Selected passage:
In cooperation with the technical team of the caesar we successfully scaled-up the bandwidth of the electrical actuator system, continuing the previous activity started in year 3 making use of the advanced clean room facility at Chalmers, i.e. the Department of Microtechnology and Nanoscience, as also supported by the EU-project: "MC2Access".
We integrated multilayer metallization (with crossover wires and vias) into our existing fabrication procedures with Si-PDMS electronic-microfluidics. This leads to a significant enhancement of the density of electrode control structures for the parallel control of artificial cells and other complex chemical systems. The previous design of the chip contained 288 single controllable microelectrodes. The changeover to the new multilayer electronic chip design (based on basic FPGA 80 inputs), we have increased the integration density from the previous single layer design from 288 to 5.338 electrodes for the same chip space (2.3 cm2) arranged in approx. 74 blocks containing 72 individual controlled electrodes each.

Given information:

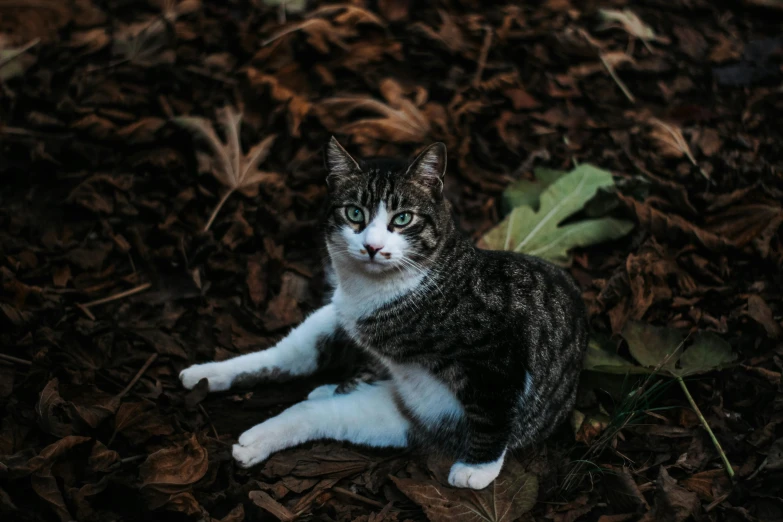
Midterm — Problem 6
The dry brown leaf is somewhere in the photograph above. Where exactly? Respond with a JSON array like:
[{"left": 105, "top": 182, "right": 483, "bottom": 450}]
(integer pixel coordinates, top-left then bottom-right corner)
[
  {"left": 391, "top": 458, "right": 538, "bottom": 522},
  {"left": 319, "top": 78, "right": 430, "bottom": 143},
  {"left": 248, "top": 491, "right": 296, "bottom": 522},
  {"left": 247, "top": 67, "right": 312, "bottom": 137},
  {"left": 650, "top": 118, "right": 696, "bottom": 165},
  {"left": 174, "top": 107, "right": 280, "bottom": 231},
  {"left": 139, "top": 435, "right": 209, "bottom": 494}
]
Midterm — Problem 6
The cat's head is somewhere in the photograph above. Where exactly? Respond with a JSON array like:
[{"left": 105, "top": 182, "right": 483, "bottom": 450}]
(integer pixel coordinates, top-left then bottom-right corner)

Apply what you read:
1 > Answer the following questions using the passage on the multilayer electrode chip.
(a) Which department at Chalmers provided the clean room facility?
(b) How many single controllable microelectrodes did the previous chip design contain?
(c) What chip space do the electrodes occupy?
2 > For each statement below, indicate whether it agrees with the passage on the multilayer electrode chip. Answer yes or no, and quote the words from the passage that decide it.
(a) The multilayer metallization includes crossover wires and vias.
(b) The scale-up of the actuator system's bandwidth continued an activity that began in year 3.
(c) The new multilayer chip design is based on an FPGA with 120 inputs.
3 > Extend the passage on the multilayer electrode chip by one paragraph, beginning after its final sentence.

Task responses:
1 >
(a) The Department of Microtechnology and Nanoscience.
(b) 288.
(c) 2.3 cm2.

2 >
(a) Yes: "multilayer metallization (with crossover wires and vias)"
(b) Yes: "continuing the previous activity started in year 3"
(c) No: "based on basic FPGA 80 inputs"

3 >
The fabrication process starts with a lithographic step to structure the first conducting layer containing electrodes, wires and the vias for the upper (2nd) electrode layer. The following steps are a passivation layer (SiO2) deposition and a second Ti/Au metallization process (e.g. sputtering, vapour deposition) and an etching procedure to realize the upper electrodes and wires and to complete via connections. After opening the 2nd passivation layer at the electrode and conducting pad areas I/O holes were placed using deep etching of the silicon substrate by Inductively Coupled Plasma (ICP) to allow a reverse side fluidic connection. The final steps are soft-lithography fabrication of PDMS micromoulds, which consist of an array of microfluidic channels as well as bonding the components using oxygen plasma.